======== MATERIAL TO PROCESS
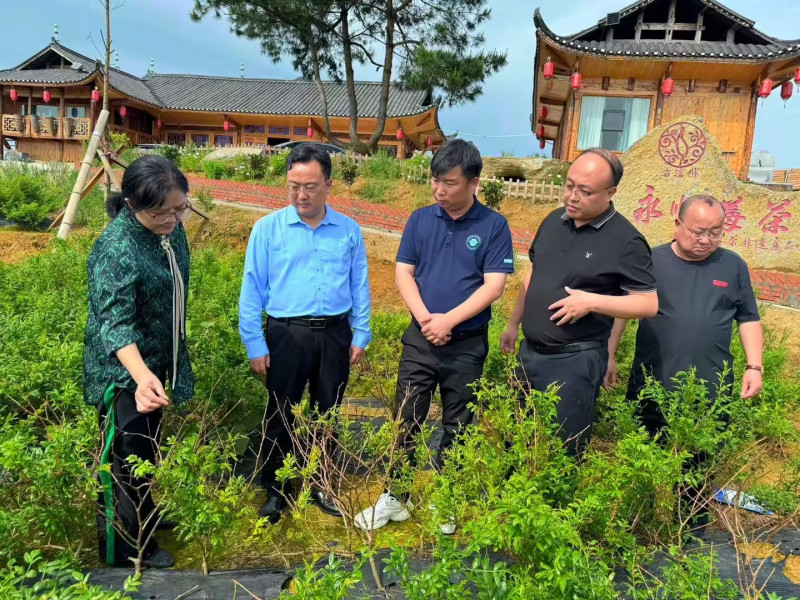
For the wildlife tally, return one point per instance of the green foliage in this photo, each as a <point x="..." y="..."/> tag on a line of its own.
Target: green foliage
<point x="278" y="164"/>
<point x="37" y="579"/>
<point x="349" y="170"/>
<point x="214" y="169"/>
<point x="493" y="193"/>
<point x="204" y="199"/>
<point x="381" y="166"/>
<point x="172" y="153"/>
<point x="200" y="492"/>
<point x="376" y="190"/>
<point x="28" y="194"/>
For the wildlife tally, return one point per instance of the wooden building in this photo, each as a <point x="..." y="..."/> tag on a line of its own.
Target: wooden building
<point x="46" y="108"/>
<point x="652" y="62"/>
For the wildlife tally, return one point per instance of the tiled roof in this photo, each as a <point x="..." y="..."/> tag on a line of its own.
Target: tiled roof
<point x="766" y="49"/>
<point x="55" y="76"/>
<point x="266" y="96"/>
<point x="224" y="94"/>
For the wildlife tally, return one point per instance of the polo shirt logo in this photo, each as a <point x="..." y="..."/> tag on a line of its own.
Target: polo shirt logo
<point x="473" y="242"/>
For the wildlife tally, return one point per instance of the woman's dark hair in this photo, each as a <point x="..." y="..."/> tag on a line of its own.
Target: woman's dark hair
<point x="308" y="152"/>
<point x="146" y="183"/>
================
## EXERCISE PROMPT
Show the lines above that have the word "this".

## EXPECTED ANSWER
For the wildlife tally, return one point per instance of the green foliage in this photo, each as a <point x="..." y="..."/> tag on a line of its own.
For the wildlife tally, return one point per instance of the wooden building in this photo, each as a <point x="..." y="..."/> tag on a line of its own.
For the wildlife tally, return one point per instance of the tiled roof in this photo, each as a <point x="..." y="..."/> tag on a line of its own.
For the wildlife tally, return one point per instance of the polo shirt logo in this photo, each as a <point x="..." y="..."/> tag on a line of its own.
For the wildlife tally, return one point per instance of the woman's dark hair in this photo, each as a <point x="..." y="..."/> tag on a line of its own.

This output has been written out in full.